> **Natural-language object grounding data**
━━━━━━━━━━━━━━━━━━━━

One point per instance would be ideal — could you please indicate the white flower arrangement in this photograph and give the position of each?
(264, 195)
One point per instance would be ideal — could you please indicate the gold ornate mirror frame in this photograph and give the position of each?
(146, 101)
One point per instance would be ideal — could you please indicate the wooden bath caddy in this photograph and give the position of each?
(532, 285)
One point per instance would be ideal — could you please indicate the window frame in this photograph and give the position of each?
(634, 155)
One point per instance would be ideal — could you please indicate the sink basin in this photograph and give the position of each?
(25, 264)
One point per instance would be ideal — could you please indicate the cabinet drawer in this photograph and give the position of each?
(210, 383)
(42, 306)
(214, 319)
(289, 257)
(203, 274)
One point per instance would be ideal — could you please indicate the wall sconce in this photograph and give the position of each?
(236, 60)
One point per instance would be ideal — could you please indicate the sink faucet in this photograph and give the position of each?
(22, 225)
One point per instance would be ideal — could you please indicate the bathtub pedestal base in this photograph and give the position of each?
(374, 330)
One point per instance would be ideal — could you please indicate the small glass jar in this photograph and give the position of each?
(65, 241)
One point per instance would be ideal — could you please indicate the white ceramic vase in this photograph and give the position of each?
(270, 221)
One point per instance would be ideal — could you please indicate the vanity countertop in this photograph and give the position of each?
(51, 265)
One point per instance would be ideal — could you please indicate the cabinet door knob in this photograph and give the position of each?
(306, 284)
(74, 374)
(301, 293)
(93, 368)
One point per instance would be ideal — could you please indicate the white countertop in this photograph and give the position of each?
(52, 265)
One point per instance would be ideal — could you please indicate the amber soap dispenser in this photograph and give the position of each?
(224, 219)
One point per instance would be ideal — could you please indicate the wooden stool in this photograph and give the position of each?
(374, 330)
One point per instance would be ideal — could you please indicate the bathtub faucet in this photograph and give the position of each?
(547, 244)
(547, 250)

━━━━━━━━━━━━━━━━━━━━

> **WHAT TO WORK ON**
Print the line containing "the white countertop" and every line after it to the end of the records above, exactly as written, and nothing else.

> **FINISHED TASK**
One point per instance would be ideal — could you please indicate the white countertop in this photograph and give the position of each?
(52, 265)
One point per instance would be ideal — could you please indicate the amber soap dispenser in this photograph and give the position of each?
(224, 219)
One point per instance would be ideal — could you please indicate the wooden stool in this photograph and give the position of each?
(374, 330)
One point per instance would be ideal — could you please indicate the bathtub faucet in this photograph and give the position of each?
(547, 244)
(547, 250)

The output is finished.